◆ **WHAT YOU ARE ASKED TO DO**
Your answer should be every line of the records that contains the word "background".

Records from a data collection
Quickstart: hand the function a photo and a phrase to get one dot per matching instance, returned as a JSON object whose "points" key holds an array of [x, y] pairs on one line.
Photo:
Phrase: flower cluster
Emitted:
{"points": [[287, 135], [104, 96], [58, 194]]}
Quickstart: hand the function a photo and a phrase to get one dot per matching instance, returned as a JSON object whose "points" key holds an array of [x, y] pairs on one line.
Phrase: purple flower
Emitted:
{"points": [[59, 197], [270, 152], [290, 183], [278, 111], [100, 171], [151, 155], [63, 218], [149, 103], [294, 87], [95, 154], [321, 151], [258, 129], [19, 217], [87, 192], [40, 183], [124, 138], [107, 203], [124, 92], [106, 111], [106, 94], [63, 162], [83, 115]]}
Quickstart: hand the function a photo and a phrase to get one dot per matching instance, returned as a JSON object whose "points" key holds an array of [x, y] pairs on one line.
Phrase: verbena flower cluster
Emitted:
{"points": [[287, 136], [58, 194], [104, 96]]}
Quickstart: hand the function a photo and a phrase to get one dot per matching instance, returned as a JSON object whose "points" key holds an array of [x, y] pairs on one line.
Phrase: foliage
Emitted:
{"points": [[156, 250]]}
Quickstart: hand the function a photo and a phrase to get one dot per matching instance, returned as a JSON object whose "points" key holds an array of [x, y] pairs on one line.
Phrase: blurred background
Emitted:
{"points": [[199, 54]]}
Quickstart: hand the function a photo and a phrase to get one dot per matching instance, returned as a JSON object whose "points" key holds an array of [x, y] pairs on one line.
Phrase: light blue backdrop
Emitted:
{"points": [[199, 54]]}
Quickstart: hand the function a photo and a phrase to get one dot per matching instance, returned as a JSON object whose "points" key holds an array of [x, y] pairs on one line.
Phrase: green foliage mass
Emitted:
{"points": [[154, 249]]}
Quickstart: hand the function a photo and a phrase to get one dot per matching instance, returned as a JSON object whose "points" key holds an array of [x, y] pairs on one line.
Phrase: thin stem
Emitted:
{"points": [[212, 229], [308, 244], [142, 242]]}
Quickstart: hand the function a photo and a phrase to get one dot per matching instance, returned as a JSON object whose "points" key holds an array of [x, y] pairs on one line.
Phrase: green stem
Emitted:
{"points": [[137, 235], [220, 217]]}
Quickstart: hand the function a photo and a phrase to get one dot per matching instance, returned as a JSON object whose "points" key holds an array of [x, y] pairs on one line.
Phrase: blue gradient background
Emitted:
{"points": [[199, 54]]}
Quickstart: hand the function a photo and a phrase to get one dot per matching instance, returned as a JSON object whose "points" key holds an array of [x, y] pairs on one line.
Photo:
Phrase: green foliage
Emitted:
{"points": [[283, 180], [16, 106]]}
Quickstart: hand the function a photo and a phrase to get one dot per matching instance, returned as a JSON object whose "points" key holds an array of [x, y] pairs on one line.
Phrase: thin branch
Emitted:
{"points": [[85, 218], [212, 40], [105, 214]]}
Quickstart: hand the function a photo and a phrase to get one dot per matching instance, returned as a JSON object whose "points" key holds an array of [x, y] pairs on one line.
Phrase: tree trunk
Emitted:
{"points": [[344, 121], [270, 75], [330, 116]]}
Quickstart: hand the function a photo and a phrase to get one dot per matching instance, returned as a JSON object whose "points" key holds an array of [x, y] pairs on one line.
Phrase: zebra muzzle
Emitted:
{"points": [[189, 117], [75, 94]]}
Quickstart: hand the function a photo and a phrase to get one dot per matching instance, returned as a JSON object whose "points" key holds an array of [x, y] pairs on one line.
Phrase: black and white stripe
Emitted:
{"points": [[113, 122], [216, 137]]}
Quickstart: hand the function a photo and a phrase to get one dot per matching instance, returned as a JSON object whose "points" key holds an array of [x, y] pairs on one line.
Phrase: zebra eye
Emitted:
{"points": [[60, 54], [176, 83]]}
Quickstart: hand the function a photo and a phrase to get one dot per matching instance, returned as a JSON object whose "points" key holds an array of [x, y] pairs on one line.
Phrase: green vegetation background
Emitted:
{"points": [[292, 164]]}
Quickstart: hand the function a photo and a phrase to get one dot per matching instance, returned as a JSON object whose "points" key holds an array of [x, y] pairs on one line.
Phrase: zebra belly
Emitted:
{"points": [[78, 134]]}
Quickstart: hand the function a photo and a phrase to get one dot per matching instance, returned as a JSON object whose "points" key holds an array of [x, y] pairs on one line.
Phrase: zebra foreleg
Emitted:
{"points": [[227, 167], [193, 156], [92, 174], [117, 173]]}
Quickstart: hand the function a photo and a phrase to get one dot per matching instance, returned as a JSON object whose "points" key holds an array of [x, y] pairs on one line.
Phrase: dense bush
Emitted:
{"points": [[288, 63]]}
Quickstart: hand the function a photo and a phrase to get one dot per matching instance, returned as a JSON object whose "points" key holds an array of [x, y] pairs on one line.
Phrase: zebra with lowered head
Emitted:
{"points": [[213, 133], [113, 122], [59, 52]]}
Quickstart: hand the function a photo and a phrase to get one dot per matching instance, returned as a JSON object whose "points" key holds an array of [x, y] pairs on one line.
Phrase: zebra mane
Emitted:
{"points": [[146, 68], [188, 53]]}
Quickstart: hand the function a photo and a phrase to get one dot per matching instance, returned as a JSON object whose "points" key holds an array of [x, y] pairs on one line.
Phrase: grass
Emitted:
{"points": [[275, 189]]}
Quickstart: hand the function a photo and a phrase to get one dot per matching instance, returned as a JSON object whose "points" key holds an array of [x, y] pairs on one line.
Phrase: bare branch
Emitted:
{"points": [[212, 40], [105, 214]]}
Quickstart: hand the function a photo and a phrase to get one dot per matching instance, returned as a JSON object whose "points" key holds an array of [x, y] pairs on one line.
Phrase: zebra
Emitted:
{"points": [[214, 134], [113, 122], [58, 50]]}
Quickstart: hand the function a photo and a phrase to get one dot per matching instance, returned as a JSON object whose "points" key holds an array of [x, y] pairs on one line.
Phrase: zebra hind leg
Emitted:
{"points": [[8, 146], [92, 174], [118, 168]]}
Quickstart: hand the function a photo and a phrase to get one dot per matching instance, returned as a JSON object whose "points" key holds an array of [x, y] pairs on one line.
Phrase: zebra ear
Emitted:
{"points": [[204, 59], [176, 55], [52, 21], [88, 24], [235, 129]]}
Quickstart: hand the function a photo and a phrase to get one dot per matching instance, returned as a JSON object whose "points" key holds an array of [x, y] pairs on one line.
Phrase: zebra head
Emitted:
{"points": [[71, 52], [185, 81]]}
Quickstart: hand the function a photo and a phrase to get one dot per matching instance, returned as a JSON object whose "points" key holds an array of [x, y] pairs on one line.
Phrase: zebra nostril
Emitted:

◆ **ANSWER BELOW**
Phrase: blurred background
Phrase: blue gradient background
Phrase: green vegetation background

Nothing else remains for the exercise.